What to work on: From the entries, copy out every line in which the word "each" is found.

(Items from a dataset)
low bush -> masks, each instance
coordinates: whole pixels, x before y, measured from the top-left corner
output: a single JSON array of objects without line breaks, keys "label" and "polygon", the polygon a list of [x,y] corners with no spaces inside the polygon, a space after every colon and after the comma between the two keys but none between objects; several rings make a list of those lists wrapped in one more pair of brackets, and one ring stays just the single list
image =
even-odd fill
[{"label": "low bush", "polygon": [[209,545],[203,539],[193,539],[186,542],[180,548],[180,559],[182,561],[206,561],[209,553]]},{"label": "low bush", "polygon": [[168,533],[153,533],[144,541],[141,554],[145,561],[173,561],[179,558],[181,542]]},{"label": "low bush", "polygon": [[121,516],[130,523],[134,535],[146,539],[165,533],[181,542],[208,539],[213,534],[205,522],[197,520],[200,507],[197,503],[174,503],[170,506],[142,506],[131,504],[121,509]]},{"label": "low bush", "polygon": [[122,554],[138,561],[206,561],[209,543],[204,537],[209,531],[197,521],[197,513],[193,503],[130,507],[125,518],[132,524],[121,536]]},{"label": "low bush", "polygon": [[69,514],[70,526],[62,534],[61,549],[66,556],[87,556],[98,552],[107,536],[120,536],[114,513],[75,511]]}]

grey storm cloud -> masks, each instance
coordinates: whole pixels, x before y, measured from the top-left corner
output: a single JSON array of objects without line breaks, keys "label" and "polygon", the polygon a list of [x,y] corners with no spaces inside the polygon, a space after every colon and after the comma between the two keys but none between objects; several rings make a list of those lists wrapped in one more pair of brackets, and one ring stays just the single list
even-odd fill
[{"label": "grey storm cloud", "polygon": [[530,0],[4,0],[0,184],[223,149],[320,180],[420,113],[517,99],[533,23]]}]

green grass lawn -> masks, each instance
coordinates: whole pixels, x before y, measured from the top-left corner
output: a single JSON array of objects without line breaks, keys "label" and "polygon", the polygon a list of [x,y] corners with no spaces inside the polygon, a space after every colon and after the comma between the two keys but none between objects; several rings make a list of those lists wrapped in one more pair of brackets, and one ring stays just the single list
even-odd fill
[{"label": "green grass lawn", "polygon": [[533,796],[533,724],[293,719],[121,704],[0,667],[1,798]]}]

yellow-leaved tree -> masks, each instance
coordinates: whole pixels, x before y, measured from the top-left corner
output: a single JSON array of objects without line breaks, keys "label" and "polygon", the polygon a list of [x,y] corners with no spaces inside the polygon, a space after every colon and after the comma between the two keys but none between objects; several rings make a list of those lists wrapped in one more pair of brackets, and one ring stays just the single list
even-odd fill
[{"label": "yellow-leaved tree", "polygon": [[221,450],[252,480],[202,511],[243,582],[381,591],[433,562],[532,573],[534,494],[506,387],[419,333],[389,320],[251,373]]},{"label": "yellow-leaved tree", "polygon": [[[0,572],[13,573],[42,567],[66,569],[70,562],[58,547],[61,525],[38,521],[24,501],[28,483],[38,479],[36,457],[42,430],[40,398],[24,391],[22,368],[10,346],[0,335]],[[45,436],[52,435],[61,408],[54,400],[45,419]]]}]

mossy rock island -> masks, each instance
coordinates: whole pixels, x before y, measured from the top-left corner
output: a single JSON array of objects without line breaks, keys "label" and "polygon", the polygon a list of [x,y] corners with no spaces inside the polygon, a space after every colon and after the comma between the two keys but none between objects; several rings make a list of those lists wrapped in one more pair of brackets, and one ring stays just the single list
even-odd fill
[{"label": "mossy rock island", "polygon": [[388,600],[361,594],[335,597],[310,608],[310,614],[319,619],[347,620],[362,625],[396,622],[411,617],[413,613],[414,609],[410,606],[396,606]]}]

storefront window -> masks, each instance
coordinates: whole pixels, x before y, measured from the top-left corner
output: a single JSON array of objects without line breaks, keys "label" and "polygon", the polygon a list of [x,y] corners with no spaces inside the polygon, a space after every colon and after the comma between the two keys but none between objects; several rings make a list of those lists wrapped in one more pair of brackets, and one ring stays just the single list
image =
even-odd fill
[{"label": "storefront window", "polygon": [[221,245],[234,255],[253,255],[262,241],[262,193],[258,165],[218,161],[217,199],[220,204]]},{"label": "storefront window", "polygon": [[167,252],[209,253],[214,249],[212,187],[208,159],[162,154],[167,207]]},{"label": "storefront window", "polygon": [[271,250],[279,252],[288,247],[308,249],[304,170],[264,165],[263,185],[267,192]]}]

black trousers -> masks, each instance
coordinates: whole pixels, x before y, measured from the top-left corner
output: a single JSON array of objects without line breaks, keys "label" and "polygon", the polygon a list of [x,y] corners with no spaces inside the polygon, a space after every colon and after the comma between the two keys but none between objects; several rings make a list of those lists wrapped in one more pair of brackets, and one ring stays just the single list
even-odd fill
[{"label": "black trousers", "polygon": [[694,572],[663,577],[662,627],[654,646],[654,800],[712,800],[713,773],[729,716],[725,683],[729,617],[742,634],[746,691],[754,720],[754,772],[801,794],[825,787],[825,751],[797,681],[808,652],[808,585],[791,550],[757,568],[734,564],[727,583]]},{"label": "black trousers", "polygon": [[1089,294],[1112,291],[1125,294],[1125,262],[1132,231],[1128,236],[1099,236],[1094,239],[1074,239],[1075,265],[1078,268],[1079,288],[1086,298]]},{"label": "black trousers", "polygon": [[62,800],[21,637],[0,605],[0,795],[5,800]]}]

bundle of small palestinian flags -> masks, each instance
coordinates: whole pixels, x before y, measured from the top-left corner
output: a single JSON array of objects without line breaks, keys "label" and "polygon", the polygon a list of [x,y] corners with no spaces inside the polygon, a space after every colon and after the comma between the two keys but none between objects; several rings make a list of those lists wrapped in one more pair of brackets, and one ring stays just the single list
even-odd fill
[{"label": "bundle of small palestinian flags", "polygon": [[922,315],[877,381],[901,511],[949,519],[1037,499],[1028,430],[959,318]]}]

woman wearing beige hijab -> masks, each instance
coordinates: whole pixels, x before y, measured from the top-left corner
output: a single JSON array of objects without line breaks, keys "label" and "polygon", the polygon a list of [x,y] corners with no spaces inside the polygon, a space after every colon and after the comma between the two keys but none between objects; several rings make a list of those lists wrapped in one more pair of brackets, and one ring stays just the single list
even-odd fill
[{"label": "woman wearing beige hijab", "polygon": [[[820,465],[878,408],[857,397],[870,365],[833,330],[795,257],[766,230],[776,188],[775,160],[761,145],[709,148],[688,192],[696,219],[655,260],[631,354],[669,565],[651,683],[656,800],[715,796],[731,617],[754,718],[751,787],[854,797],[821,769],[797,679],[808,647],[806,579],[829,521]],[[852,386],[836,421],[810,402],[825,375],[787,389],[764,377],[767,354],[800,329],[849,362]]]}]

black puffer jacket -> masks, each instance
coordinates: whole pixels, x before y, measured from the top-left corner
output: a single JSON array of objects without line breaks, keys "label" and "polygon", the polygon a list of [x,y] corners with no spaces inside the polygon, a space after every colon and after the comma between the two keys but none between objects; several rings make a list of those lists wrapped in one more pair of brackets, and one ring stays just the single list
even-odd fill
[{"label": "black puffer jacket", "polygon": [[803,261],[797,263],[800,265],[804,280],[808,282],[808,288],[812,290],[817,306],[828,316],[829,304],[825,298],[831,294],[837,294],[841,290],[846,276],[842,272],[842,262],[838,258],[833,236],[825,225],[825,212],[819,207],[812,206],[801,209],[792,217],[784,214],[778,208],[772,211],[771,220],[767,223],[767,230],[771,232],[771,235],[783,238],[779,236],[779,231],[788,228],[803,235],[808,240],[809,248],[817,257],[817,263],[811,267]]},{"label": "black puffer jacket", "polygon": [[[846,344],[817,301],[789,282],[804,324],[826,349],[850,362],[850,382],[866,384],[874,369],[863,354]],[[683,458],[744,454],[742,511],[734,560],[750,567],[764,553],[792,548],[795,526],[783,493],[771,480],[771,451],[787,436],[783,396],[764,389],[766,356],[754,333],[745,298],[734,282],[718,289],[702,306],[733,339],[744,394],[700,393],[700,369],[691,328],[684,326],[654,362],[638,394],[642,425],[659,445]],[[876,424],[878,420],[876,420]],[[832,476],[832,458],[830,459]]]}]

Solution:
low bush -> masks, each instance
grey storm cloud -> masks, each instance
green grass lawn -> masks, each instance
yellow-leaved tree -> masks, each instance
mossy rock island -> masks, each instance
storefront window -> masks, each instance
black trousers -> masks, each instance
bundle of small palestinian flags -> masks, each instance
woman wearing beige hijab -> masks, each instance
black puffer jacket -> masks, each instance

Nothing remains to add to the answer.